Given request:
Collect every line in the listing below that contains the word "palm". Case counts.

Data in this exercise:
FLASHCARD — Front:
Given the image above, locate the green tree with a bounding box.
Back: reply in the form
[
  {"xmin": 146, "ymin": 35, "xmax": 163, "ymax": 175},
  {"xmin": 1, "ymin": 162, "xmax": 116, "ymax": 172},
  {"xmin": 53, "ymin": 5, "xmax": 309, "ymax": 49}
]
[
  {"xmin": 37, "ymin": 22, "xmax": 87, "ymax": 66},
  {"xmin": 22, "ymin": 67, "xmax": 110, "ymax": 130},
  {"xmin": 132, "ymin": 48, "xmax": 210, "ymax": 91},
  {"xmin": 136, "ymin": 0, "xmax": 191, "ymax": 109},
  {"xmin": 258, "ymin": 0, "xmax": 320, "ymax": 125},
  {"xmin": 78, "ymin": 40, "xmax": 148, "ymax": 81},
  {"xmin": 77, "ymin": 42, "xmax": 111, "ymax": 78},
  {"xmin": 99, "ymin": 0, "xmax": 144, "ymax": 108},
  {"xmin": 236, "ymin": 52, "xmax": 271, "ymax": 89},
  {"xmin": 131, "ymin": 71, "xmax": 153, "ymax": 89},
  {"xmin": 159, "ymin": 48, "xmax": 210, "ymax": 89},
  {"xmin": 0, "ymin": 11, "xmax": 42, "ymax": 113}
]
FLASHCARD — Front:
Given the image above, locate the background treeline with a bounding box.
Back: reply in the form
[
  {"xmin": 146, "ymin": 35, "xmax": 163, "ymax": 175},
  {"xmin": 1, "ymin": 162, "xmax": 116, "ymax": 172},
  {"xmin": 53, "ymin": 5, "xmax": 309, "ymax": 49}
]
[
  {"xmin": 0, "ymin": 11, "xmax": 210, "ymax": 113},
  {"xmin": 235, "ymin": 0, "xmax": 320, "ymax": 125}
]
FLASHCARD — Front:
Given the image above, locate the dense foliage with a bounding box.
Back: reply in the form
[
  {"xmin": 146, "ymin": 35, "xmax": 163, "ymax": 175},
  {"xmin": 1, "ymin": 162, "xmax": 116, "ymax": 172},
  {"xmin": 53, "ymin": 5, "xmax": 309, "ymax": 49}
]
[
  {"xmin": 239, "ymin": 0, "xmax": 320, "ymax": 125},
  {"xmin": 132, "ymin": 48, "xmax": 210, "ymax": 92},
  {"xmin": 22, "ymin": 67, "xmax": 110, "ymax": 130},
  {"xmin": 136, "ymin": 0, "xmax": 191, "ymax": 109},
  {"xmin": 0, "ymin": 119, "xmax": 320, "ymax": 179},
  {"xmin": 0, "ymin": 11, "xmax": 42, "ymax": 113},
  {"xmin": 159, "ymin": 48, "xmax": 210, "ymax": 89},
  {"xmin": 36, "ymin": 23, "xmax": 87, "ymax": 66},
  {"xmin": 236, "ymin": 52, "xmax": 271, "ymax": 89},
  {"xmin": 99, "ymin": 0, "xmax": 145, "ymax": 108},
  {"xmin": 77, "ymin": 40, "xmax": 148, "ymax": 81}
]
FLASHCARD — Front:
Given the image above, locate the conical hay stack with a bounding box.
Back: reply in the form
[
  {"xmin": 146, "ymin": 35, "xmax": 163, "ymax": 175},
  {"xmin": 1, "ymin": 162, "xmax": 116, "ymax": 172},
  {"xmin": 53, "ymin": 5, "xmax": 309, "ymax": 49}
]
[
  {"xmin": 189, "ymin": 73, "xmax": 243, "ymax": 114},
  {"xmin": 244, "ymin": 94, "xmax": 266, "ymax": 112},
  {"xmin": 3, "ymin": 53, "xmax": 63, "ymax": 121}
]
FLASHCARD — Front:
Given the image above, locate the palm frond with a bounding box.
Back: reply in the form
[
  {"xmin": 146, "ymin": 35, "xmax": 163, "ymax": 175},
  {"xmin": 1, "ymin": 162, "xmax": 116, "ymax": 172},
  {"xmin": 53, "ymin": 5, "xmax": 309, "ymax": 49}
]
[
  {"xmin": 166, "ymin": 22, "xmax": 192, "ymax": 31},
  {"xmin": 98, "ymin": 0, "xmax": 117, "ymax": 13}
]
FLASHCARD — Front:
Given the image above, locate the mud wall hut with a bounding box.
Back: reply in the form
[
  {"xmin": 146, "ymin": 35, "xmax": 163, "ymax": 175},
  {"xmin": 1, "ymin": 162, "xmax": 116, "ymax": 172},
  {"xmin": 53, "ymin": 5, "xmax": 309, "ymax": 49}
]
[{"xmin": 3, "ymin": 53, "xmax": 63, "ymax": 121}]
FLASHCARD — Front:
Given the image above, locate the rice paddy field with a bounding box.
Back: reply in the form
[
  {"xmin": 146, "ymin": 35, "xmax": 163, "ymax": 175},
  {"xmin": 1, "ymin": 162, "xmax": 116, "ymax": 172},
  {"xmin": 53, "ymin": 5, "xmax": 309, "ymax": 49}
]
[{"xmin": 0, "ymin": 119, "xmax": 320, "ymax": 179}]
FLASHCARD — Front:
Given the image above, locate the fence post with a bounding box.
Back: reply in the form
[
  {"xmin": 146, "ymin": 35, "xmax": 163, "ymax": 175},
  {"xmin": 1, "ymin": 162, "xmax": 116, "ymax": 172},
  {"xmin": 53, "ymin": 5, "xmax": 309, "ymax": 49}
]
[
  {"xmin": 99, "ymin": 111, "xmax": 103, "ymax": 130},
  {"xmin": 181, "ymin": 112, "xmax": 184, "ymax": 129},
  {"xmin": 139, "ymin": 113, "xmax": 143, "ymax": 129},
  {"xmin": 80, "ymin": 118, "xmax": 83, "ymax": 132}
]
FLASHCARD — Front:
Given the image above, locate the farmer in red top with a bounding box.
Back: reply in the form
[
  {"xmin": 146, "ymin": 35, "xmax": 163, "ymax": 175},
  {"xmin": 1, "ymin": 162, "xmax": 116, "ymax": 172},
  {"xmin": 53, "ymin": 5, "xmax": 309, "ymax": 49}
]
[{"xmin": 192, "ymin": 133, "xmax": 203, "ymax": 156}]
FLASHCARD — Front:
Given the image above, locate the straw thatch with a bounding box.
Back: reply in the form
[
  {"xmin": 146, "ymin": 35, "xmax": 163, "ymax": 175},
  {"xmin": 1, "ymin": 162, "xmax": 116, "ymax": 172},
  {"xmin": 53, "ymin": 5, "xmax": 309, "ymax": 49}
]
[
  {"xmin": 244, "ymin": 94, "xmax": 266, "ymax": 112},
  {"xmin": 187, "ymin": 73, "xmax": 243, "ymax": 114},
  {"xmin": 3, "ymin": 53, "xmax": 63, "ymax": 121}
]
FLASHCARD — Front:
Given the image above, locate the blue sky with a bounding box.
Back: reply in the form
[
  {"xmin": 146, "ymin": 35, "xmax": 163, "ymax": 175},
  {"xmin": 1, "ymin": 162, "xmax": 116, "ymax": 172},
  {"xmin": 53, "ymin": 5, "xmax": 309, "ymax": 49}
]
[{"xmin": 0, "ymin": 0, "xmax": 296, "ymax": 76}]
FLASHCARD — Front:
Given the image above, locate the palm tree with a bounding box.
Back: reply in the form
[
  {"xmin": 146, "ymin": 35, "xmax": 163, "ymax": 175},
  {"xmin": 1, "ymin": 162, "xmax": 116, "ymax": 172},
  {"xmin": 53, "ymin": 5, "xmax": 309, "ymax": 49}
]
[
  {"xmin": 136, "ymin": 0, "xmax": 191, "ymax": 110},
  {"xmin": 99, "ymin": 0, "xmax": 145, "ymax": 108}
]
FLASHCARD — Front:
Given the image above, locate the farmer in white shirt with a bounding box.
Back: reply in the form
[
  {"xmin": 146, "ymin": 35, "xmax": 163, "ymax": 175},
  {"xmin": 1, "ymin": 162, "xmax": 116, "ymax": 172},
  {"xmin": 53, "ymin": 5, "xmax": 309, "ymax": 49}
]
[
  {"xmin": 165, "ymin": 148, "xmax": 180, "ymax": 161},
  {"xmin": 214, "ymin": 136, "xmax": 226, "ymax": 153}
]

Result of the exercise:
Given the image above, locate the palm frond with a bounding box.
Given the image above, locate the palm tree with a bounding box.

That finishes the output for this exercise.